*Set problem*
List each line of the records below that contains the string "mound", reproducing every such line in full.

*Records provided*
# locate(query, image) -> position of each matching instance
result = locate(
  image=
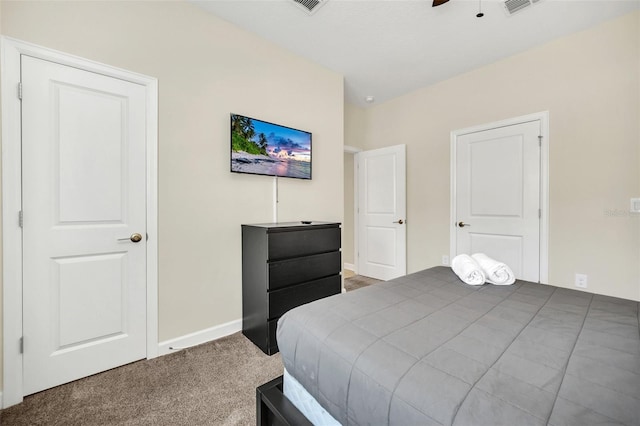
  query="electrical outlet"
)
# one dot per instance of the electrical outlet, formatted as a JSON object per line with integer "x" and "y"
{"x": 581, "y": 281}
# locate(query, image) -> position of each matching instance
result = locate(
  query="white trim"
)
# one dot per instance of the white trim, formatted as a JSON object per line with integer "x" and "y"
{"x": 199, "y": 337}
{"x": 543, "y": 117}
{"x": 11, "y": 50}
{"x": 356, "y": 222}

---

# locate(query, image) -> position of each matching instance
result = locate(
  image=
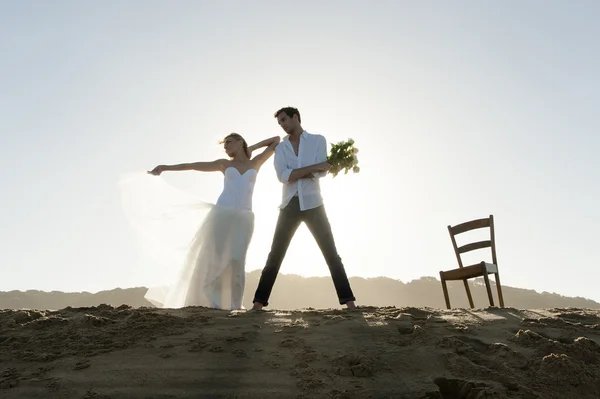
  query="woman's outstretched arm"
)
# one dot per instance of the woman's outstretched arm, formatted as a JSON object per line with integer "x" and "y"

...

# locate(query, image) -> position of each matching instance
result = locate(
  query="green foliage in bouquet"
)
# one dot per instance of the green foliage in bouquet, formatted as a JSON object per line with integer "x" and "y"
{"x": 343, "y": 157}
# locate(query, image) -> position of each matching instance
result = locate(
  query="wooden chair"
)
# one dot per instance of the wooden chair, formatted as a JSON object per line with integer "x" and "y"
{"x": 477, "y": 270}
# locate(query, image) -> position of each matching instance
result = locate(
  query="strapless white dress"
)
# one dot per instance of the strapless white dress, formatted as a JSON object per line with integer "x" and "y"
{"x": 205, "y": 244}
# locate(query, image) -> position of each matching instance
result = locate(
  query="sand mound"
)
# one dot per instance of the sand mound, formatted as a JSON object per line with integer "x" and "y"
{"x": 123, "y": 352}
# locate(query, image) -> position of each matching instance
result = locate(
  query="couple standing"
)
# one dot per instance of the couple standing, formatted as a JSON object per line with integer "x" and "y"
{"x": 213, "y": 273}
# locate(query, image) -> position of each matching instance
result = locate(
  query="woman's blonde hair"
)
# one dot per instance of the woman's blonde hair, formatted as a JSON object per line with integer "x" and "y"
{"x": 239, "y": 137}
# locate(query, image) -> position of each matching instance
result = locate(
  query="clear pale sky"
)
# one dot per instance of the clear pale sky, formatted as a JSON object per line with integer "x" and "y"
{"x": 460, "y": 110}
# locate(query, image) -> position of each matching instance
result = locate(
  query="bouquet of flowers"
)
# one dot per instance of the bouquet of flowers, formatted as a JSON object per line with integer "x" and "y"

*In response*
  query="sand mound"
# one dot per instance of the sand mound, formatted as a JSON object per line with integer "x" and "y"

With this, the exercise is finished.